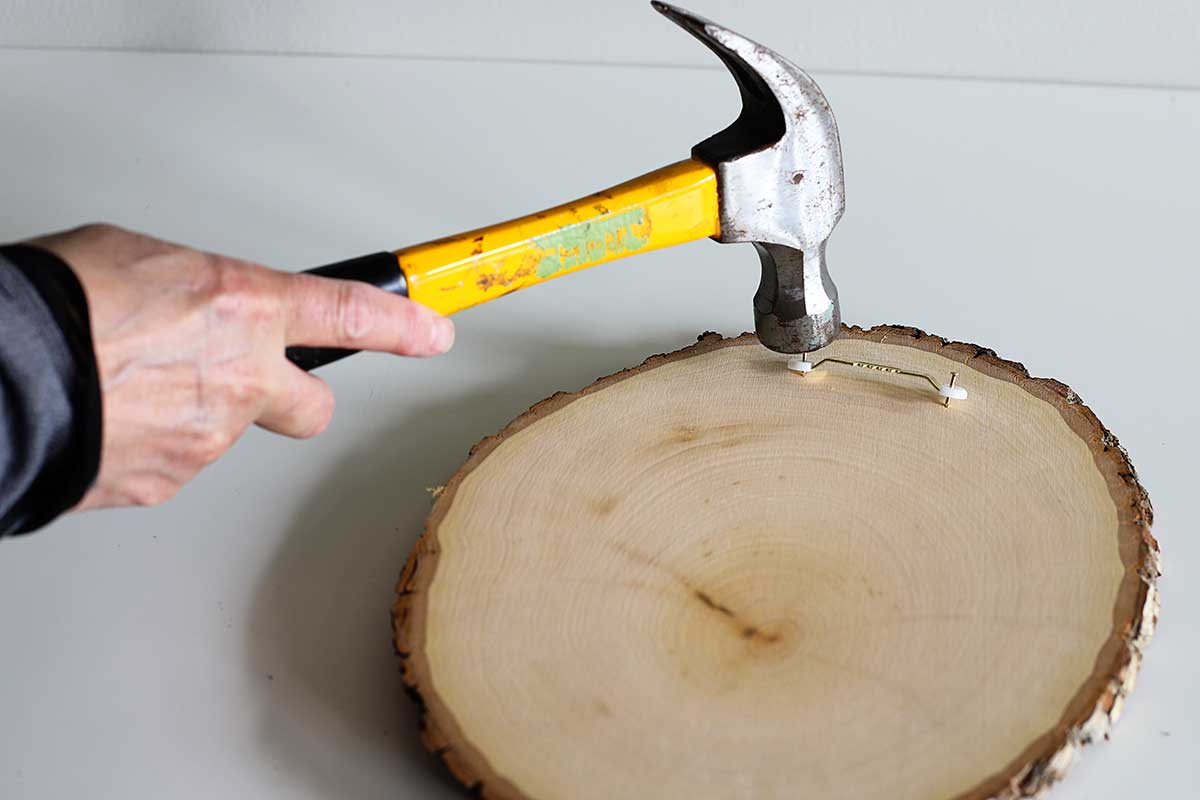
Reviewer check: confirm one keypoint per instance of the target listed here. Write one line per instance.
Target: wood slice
(712, 577)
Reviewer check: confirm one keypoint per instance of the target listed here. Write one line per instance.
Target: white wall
(1152, 42)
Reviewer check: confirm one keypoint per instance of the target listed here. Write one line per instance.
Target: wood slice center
(711, 577)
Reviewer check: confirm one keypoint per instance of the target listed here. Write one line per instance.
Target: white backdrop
(1155, 42)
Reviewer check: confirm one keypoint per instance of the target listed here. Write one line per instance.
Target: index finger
(328, 312)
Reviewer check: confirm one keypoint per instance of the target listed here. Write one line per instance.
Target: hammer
(773, 179)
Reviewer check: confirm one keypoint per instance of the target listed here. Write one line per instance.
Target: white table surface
(235, 642)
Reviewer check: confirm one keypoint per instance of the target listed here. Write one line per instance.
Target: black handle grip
(377, 269)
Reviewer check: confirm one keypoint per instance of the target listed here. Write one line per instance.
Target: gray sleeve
(49, 394)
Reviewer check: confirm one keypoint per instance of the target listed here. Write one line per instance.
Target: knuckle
(210, 445)
(237, 293)
(354, 312)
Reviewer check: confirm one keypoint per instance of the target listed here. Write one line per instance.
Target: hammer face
(796, 307)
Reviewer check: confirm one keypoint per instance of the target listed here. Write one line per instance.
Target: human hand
(190, 350)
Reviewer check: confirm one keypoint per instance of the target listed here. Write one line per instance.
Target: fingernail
(443, 335)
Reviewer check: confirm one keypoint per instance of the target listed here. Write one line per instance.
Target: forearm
(49, 390)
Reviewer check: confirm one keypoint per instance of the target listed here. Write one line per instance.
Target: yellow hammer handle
(667, 206)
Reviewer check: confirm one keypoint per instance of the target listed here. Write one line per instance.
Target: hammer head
(779, 182)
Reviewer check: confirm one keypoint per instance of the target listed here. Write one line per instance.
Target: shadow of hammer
(773, 179)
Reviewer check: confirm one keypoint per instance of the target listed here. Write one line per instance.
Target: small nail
(443, 335)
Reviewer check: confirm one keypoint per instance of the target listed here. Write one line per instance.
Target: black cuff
(66, 475)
+ + + + +
◆ TASK DESCRIPTION:
Leave out the pictures and print every line of the data exactly.

◆ FULL RESPONSE:
Reviewer check: confirm one keypoint per instance of the target listed here. Write one line per instance.
Target: wood slice
(712, 577)
Reviewer check: confirm one keypoint per instance of the target listed here. Write one line per instance.
Target: white wall
(1152, 42)
Reviewer check: confirm one keypoint per instance of the target listed here. Write one line per instance.
Target: wood slice center
(711, 577)
Reviewer check: confirm one keypoint per instance of the target listed here. Write one line per instance.
Target: white backdrop
(1155, 42)
Reviewer check: confirm one keypoint per instance of the target listed here. Write one line per instance.
Target: index finger
(328, 312)
Reviewer check: confirm one keypoint per instance of the target listed here. Write one line per instance.
Target: hammer
(773, 179)
Reviewer check: confirm one keypoint per instance of the target listed here. Write one line per instance.
Target: white table surface
(235, 642)
Reviewer check: confirm one keypoint per instance of the target listed here. Write one line per instance.
Target: black handle grip
(377, 269)
Reviewer check: confirm one keypoint per instance of the target listed here. Write one line per instance.
Target: gray sleeve
(49, 394)
Reviewer check: confirm one keypoint per instance of the target listed here. Write one line per instance.
Target: knuckle
(210, 445)
(237, 293)
(354, 312)
Reviewer check: confirm one keypoint per instance of the target listed here. Write one line per instance.
Target: hammer face
(796, 307)
Reviewer check: confirm one keypoint per instance of the target listed here. Write one line per instance.
Target: human hand
(190, 350)
Reviewer check: confirm one keypoint per instance of the target listed here. Write one line per instance.
Target: fingernail
(443, 335)
Reviewer check: confirm one keypoint per instance of the target listed here. Write one line per instance.
Target: forearm
(49, 390)
Reviewer check: confirm one keypoint per instance of the target listed here. Write one line per instance.
Target: yellow hammer handle
(667, 206)
Reviewer check: confirm one keypoint per instance of the target listed here. Write one line per instance.
Target: hammer head
(779, 182)
Reviewer check: confirm one keypoint per instance of the target listed here. Write one line per instance.
Target: shadow of hammer
(773, 179)
Reviewer check: confirm one keypoint per instance of the target listed here. Write one line per instance.
Target: small nail
(443, 335)
Reviewer check: confirm one keypoint per instance of the target listed here. Write one line per instance.
Target: black cuff
(66, 475)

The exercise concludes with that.